= GIVEN EXERCISE =
Rewrite every item below with "one per line" replaced by "one point per line" and all other text unchanged. Omit the pictures from your answer.

(Dataset items about object locations)
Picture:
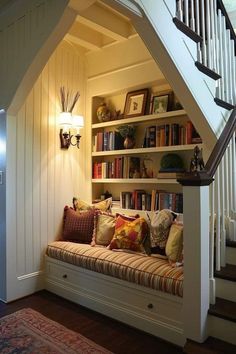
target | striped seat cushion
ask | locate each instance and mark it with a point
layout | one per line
(149, 271)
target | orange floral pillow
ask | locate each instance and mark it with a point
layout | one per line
(129, 234)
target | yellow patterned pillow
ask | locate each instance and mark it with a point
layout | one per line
(174, 245)
(129, 234)
(104, 228)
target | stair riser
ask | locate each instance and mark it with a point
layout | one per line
(226, 289)
(231, 255)
(222, 329)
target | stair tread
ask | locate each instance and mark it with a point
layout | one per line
(210, 346)
(223, 308)
(228, 272)
(231, 244)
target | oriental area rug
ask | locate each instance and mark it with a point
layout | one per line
(28, 332)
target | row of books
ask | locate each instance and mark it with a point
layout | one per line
(156, 200)
(171, 134)
(108, 141)
(121, 167)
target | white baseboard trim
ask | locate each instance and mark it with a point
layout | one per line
(134, 305)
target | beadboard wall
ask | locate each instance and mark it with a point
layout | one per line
(29, 31)
(41, 178)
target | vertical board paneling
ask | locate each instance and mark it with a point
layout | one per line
(20, 188)
(46, 177)
(29, 121)
(44, 156)
(51, 147)
(36, 175)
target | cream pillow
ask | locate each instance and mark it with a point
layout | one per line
(80, 205)
(174, 245)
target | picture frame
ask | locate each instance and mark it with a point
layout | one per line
(163, 98)
(135, 103)
(160, 103)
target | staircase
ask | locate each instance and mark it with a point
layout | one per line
(200, 65)
(222, 315)
(205, 32)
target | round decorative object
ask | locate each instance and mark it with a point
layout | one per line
(129, 142)
(103, 113)
(171, 161)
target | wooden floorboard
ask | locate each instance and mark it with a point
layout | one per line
(111, 334)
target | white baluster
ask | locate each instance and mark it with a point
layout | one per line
(226, 184)
(197, 19)
(221, 92)
(225, 59)
(212, 245)
(222, 216)
(179, 11)
(232, 75)
(202, 17)
(212, 31)
(216, 38)
(229, 67)
(234, 176)
(217, 220)
(208, 35)
(197, 29)
(192, 16)
(186, 13)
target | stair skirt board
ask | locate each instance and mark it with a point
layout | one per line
(186, 30)
(226, 289)
(205, 70)
(223, 104)
(222, 329)
(151, 311)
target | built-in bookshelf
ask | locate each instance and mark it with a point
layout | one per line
(111, 163)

= RESULT OF THE TASK =
Picture:
target | striped seat cushion
ask | locate each instance and mark it with a point
layout | one point per line
(149, 271)
target | orange floral pillow
ask | locate each instance and mark it with a point
layout | one point per line
(129, 234)
target | yellow patterned pillow
ask | locate each instance and mark it with a point
layout | one point per line
(174, 245)
(129, 234)
(104, 228)
target | stair riser
ask | locate each instance and mark it with a point
layout | one point per line
(226, 289)
(231, 255)
(222, 329)
target | stair tread
ask | locate each instance and mark it with a point
layout | one point per line
(210, 346)
(223, 308)
(228, 272)
(231, 244)
target | oriental area rug
ask | locate each instance and mark it with a point
layout | one point per line
(28, 332)
target | row of books
ask | locate each instance and mark it with a point
layout | one point per line
(156, 200)
(171, 134)
(108, 141)
(121, 167)
target | white baseboard trim
ask | locate each instance and mark it with a point
layout | one point per line
(134, 305)
target | beadboard wall
ask | locate each instance and mark it with a point
layout | one point per line
(29, 31)
(41, 178)
target | vertical board paneling
ask | locate each instance and mark it with a point
layout | one point per line
(20, 188)
(46, 177)
(29, 121)
(44, 156)
(51, 147)
(36, 175)
target | cream pillow
ask | locate each instance and mark it with a point
layout | one point per line
(80, 205)
(174, 245)
target | picture frame
ask | locate each instance and mark it with a point
layout | one point per line
(163, 98)
(135, 103)
(160, 103)
target | staircase
ask | locate each instance and mark it with a point
layout | one point per line
(200, 65)
(222, 315)
(205, 32)
target | round decorative object
ask | locate each instance and mark it with a point
layout | one point per line
(129, 142)
(103, 113)
(171, 161)
target | wooden floorboard
ask | locate each instance and mark it with a point
layout | one point per line
(111, 334)
target | white baluster
ask | locate each instance and mark it with a point
layout | one point per line
(226, 184)
(197, 19)
(221, 92)
(225, 59)
(212, 245)
(222, 216)
(179, 11)
(232, 75)
(202, 17)
(212, 31)
(216, 38)
(229, 67)
(234, 176)
(217, 220)
(208, 35)
(197, 29)
(192, 16)
(186, 13)
target | stair skirt board
ask | locate each instance and mark it with a point
layout | one point per line
(186, 30)
(226, 289)
(205, 70)
(223, 104)
(222, 329)
(151, 311)
target | built-in bookshelf
ask | locate each instance and mark it with a point
layout | one point per line
(111, 163)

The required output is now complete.